— The problem —
Each entry is to be output precisely as it appears.

— Records shown —
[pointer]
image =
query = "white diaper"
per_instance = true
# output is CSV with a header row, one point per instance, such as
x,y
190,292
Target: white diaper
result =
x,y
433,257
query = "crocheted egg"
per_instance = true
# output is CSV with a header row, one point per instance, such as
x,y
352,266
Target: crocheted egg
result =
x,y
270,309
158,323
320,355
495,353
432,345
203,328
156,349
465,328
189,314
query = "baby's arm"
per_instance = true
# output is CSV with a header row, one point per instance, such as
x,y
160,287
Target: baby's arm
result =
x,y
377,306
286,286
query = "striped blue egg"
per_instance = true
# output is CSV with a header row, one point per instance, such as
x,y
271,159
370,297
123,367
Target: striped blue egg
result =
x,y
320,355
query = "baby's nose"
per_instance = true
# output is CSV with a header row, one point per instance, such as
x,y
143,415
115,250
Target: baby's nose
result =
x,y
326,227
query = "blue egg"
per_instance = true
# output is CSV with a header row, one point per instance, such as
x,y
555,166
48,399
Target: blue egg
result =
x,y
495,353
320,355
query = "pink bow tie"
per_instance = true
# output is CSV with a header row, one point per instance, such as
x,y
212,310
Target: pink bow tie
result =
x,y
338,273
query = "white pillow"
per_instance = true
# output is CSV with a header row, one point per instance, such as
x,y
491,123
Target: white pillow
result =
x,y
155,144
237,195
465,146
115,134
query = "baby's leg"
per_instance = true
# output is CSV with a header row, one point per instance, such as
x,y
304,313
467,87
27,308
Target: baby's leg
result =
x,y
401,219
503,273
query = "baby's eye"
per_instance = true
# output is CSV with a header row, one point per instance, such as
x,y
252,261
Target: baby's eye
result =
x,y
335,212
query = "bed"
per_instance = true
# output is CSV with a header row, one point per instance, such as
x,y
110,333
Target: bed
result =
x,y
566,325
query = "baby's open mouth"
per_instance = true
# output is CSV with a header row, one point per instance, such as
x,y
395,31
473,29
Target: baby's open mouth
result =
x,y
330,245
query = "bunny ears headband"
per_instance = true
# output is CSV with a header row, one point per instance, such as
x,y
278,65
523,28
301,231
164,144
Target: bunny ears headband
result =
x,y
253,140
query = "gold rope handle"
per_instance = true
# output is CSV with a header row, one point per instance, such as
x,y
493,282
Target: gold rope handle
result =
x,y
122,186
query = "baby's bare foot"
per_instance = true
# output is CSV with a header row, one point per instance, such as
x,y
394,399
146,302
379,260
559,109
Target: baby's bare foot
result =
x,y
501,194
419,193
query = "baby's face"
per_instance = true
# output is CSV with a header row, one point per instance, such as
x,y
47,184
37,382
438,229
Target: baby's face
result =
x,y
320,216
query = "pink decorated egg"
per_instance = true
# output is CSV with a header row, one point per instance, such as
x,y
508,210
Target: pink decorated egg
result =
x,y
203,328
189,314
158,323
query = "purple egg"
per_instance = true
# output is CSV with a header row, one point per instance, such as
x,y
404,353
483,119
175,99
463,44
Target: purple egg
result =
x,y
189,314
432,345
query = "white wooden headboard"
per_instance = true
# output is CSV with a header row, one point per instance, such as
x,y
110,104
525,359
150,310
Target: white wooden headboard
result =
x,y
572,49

— Reply —
[pointer]
image =
query = "white diaper"
per_instance = true
# output is CSV with a header row, one point per instance, such as
x,y
190,292
Target: white diaper
result =
x,y
433,257
query = "crocheted egg"
per_instance = true
# output is CSV with a header row, one point per instance, such as
x,y
352,266
Target: crocheted egg
result =
x,y
270,309
158,323
320,355
495,353
432,345
203,328
156,349
465,328
189,314
query = "baby's arm"
per_instance = true
# output is CSV with a header row, one point per instance, such as
x,y
160,287
Target: baby's arm
result =
x,y
377,306
286,286
query = "striped blue egg"
per_instance = true
# output is CSV with a header row, one point per instance, such as
x,y
271,159
370,297
123,367
Target: striped blue egg
result =
x,y
320,355
query = "baby's nose"
per_instance = true
# output is CSV with a header row, one point per instance, such as
x,y
143,415
115,250
Target: baby's nose
result =
x,y
326,227
query = "blue egg"
per_instance = true
# output is CSV with a header row, one point per instance, such as
x,y
555,166
48,399
Target: blue egg
result =
x,y
495,353
320,355
query = "pink bow tie"
per_instance = true
# output is CSV with a header row, one point per instance, such as
x,y
212,310
Target: pink bow tie
result =
x,y
338,273
query = "white pillow"
per_instance = true
# output is CSV with a header row, one point per instance, such as
x,y
491,123
Target: white pillow
result =
x,y
155,144
237,195
465,146
115,134
query = "baby's leg"
per_instance = true
# output is CSV with a header row, one point per instance, such as
x,y
304,313
467,87
27,308
Target: baby's leg
result =
x,y
401,219
503,273
query = "baby's eye"
per_instance = true
# output is CSV with a header row, one point per instance, such as
x,y
252,261
Target: baby's eye
result =
x,y
335,212
query = "bed"
per_instance = true
# output is CSV with a header row, one point per instance, such as
x,y
110,333
Target: bed
result =
x,y
566,325
query = "baby's open mouth"
per_instance = true
# output is CSV with a header row, one point per instance, such as
x,y
395,31
473,29
Target: baby's open mouth
result =
x,y
330,245
query = "bunny ears headband"
per_instance = true
# output is CSV with a header row, one point per instance, such as
x,y
278,65
523,28
301,231
164,144
Target: bunny ears headband
result =
x,y
253,140
query = "gold rope handle"
per_instance = true
# output is CSV with a header row, one point per instance, such as
x,y
493,282
Target: gold rope handle
result =
x,y
122,186
query = "baby's bare foot"
per_instance = true
# output is CSV with a header row, one point per instance, such as
x,y
394,399
146,302
379,260
559,109
Target: baby's bare foot
result =
x,y
501,194
419,193
query = "baby's face"
per_instance = true
# output is CSV with a header row, one point per instance, such as
x,y
47,184
37,382
438,229
Target: baby's face
result =
x,y
320,216
query = "pink decorated egg"
per_instance = true
# output is CSV with a header row, one point per instance, such as
x,y
508,210
Target: pink decorated egg
result =
x,y
203,328
189,314
158,323
query = "purple egg"
per_instance = true
# output is CSV with a header row, one point per instance, such as
x,y
404,353
483,119
175,99
463,44
Target: purple egg
result =
x,y
189,314
432,345
query = "white wooden headboard"
per_instance = true
# output is CSV with a header row, one point per instance, such as
x,y
110,104
525,359
150,310
Target: white wooden headboard
result =
x,y
572,49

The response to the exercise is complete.